- SELECTED EXCERPT:
★ ★ ★ ★ ★ ★ ★
You and your 'electrician' have no idea what you're talking about.
Begreen explained it best.

The code change was in 1996 where a ground and neutral used to be shared on electric ranges and dryers. It was changed because a loose ground connection that was doubling as the neutral to run the tiny 120volt load (light, clock timer) would make the entire metal casing of the appliance hot. a dryer or range is a 120/240 volt appliance. Your welder is a 240 volt appliance, it requires no neutral only a ground.

You wired it wrong.

The plug you installed is a nema 6-50 rated 250 volts with ground no neutral.


P.s. the picture you posted is of a sub panel located somewhere off the main panel or the meter is a meter main combination hence why the neutrals or grounds are separated again going back to the 1996 code change
/electrician for 15 years this year.


----------



## Don2222 (Jun 11, 2016)

seige101 said:


> You and your 'electrician' have no idea what you're talking about.
> Begreen explained it best.
> 
> The code change was in 1996 where a ground and neutral used to be shared on electric ranges and dryers. It was changed because a loose ground connection that was doubling as the neutral to run the tiny 120volt load (light, clock timer) would make the entire metal casing of the appliance hot. a dryer or range is a 120/240 volt appliance. Your welder is a 240 volt appliance, it requires no neutral only a ground.
> ...



The circuit panel is a 125 amp sub panel off the main 200 amp panel.

*Thanks for correcting me on that. You guys are 100% right*

The white neutral is not needed,
The bare ground is usually connected
See
Ground VS Neutral -                   Miller Welding Discussion Forums

If new welders come with 110 device electronic meters... etc, then the neutral will be there!

Pic 1 - The white wire is capped off with a scotchlok polyvinyl Choloride Spring Twist-On Wire Connector
Pic 2 - 3 prong welder outlet installed!


----------



## begreen (Jun 11, 2016)

Bare wire ground should always be connected. If not, I would consider it a defect and add a chassis ground.


----------



## Don2222 (Jun 11, 2016)

begreen said:


> Bare wire ground should always be connected. If not, I would consider it a defect and add a chassis ground.


Good point, there is a valid reason for all this!
Thanks again BeGreen


----------



## Don2222 (Jun 12, 2016)

Hello
It works! See pics below

It took 58 Feet of 6-3 wire and the insulated new double gang workbox, cover plate and 50 amp welder outlet, 3/4" Romex connector and breaker was approx $125.00 not bad!


----------



## Buzz Saw (Jun 12, 2016)

FYI. There are lots of 4 wire welders out on the market.  However those 4 wire machines are 3 phase. 3 hots 1 ground, still no neutral.

Also the only time you would use the white wire to carry a load is in a 6/2 wire application or when using SO cord(240 volts) or 3 phase with 6/3 cable. 

Stay safe out there.


----------



## Don2222 (Jul 16, 2016)

Hello
One more adjustment.
★ ★ ★ ★ ★ ★ ★
- GIVEN DATA:
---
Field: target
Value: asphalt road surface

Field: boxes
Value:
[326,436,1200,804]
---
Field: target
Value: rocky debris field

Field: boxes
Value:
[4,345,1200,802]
★ ★ ★ ★ ★ ★ ★
- AIM OF THE TASK: Resume the forum thread on wiring a 240-volt welder outlet, starting right after "One more adjustment."

- EXERCISE RESULT:
After researching many welders, I found there are many 120 vac welders that may work well here for light metal. In fact one of my top favorites is the fairly new model Millermatic 211 which is 240 or 120 vac. However a 120 vac 15 amp outlet is not going to cut the mustard here on amp draw so a 120 vac 20 amp outlet makes good sense. Really for another $33 dollars at Home Depot, I picked up a 25 foot roll of 12-2 yellow indoor Romex with only 2 feet left over, I changed out the single gang box with the 15 amp 120 vac outlet for a double gang box to add the 20 amp 120 vac outlet. However when I had to move the box up higher so it would not hit the 50 amp outlet, I hit a knot in the wood and the nail bent and the plastic on the box that holds the nail snapped and broke! Back to Home Depot for a quick change and moved the new box down slightly so the nail would be below the knot in the 2x6 and banged it right in!
Now the wiring is prepared for any welder. 
So basically 3 circuits here with each outlet on a different circuit breaker for more power!
85 amps total! 
See pic below:


----------



## cableman (Jul 17, 2016)

Nice work. Wish my receipts showed no sales tax!


----------



## Don2222 (Jul 17, 2016)

cableman said:


> Nice work. Wish my receipts showed no sales tax!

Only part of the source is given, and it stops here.